**TO DO**
- a) Set down the stretch of the Kent-Moore tool thread from "The price for" through "(Jun 11, 2002)", word for word.
- b) Take the Kent-Moore tool thread further, picking up right after its final line.

**PROVIDED TEXT**
* start *
Yes. It is like 6" x6" steel, 1/4" thick. It bolts down in the 4 corners to the head. The middle has a hole for the dial indicator.

I hope you were asking me.


----------



## Geo (Apr 30, 2002)

BORNGEARHEAD said:


> *Yes. It is like 6" x6" steel, 1/4" thick. It bolts down in the 4 corners to the head. The middle has a hole for the dial indicator.
> 
> I hope you were asking me. *


Bingo!

That's the one.

Jody, now that you have the correct part number, will you post the price when you call Kent-Moore?

If it's outrageous, I'll pursue making one. Otherwise, I'll probably just buy one.

BTW, BGH where does it bolt to? I was figuring the cam journal caps' bolt holes.


----------



## 1fastser (Sep 30, 2002)

Geo said:


> *I don't have any spare heads around.
> I'll start looking for a head to borrow. *


I have two. Take your pick.

I'll check on that price.

laterz...Jody


----------



## 1fastser (Sep 30, 2002)

Geo said:


> *That's the one.
> 
> Jody, now that you have the correct part number, will you post the price when you call Kent-Moore?
> 
> If it's outrageous, I'll pursue making one. Otherwise, I'll probably just buy one.*


$347.27  *whistles*

Like I said Geo, I have two, take your pick. You can *have* one...just comp me a tool when you make them.  

The price for new rocker arm guides, the machinists cost for measuring shim heighth, and new shims will still be cheaper than buying the tool.  

laterz...Jody


----------



## jbanach77 (Jun 11, 2002)

damn that is pricy, i am already getting kicked repeatidly in the nuts cause of EIP Tuning. if i would have found that tool for them they would have still funked up my motor somehow.


----------



## Geo (Apr 30, 2002)

1fastser said:


> *$347.27  *whistles*
> 
> Like I said Geo, I have two, take your pick. You can have one...just comp me a tool when you make them.
> 
> ...
* end *
Source data:
* start *
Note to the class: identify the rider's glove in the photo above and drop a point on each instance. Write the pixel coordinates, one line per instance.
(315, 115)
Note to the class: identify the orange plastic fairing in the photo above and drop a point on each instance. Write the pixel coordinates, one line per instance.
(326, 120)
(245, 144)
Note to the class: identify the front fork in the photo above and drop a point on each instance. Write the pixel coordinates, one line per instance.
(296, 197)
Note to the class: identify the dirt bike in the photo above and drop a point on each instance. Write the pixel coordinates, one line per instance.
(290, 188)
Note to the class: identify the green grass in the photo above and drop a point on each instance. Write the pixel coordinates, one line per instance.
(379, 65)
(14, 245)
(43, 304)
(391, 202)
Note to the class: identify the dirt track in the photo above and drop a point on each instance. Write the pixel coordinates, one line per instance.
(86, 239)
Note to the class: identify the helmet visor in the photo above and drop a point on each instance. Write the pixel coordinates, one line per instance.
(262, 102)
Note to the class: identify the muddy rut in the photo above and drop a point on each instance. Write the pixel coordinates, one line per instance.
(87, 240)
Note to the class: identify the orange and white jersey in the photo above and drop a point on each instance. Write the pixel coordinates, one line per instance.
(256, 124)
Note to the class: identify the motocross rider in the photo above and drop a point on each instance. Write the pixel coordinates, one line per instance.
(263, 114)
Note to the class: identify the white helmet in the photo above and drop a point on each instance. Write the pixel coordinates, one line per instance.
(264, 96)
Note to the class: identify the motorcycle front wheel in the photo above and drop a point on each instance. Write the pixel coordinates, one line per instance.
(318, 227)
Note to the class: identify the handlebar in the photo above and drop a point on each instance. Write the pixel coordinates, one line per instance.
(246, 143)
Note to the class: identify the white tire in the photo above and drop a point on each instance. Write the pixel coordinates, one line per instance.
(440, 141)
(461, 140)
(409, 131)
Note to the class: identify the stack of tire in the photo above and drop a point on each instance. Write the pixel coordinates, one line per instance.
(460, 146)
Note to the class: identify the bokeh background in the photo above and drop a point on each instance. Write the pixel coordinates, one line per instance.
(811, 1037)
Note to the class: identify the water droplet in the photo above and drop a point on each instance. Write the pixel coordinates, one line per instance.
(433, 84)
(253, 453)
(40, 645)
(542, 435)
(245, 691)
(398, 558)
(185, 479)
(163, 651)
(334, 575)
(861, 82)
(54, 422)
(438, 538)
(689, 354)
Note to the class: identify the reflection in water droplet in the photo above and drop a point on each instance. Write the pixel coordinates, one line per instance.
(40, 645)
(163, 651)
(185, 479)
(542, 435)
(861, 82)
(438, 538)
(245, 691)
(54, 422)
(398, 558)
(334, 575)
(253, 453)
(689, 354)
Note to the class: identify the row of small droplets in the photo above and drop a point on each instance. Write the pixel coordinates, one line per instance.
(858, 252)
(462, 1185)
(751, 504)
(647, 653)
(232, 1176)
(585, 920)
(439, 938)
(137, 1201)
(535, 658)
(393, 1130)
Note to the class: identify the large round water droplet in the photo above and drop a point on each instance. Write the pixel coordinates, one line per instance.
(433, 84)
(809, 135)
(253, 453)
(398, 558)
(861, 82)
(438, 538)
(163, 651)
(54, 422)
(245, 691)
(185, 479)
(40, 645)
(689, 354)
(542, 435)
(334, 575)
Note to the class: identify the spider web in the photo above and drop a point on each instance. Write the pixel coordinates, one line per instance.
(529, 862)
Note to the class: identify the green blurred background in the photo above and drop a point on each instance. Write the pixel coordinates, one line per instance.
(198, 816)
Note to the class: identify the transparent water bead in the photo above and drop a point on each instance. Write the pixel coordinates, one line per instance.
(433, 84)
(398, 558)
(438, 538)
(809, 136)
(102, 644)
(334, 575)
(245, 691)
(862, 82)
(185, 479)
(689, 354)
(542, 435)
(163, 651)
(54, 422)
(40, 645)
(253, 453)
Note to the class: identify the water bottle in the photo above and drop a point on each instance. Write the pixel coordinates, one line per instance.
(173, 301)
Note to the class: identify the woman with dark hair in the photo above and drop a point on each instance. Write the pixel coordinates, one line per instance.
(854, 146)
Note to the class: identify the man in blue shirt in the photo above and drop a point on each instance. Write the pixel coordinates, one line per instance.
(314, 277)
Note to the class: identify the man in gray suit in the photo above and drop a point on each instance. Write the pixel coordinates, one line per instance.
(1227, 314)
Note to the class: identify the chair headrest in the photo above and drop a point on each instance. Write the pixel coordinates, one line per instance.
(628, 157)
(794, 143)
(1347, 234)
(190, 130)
* end *
**EXERCISE RESULTS**
- a)
The price for new rocker arm guides, the machinists cost for measuring shim heighth, and new shims will still be cheaper than buying the tool.  

laterz...Jody


----------



## jbanach77 (Jun 11, 2002)

- b)
I think I already have one lined up, but I might take you up on it. I have absolutely no doubt we can do something better than that. I'll start looking at raw materials. It may take a bit of time because I have two projects that I'm racing (no pun intended) to have done by my race in January. Then again, perhaps I should just take a road trip to Austin and pick one up. It won't be hard to produce, but I have to get some measurements and angles just right.


----------



## 1fastser (Sep 30, 2002)

I have several HLA's beggin to be bored, too. 

Both heads are assembled. I know it won't matter...just a bonus.

Kent-Moore is sending me a catalog of their 'nissan tools'.

laterz...Jody


----------



## Geo (Apr 30, 2002)

1fastser said:


> *I have several HLA's beggin to be bored, too.
> 
> Both heads are assembled. I know it won't matter...just a bonus.
> 
> ...


What I will have built will not require an HVLA (in fact, I have extras floating around). I will have the plate style built. Much more user friendly and far more repeatable.


----------



## BORNGEARHEAD (Apr 30, 2002)

Geo said:


> *What I will have built will not require an HVLA (in fact, I have extras floating around). I will have the plate style built. Much more user friendly and far more repeatable. *


I agree.


----------



## morepower2 (Apr 19, 2002)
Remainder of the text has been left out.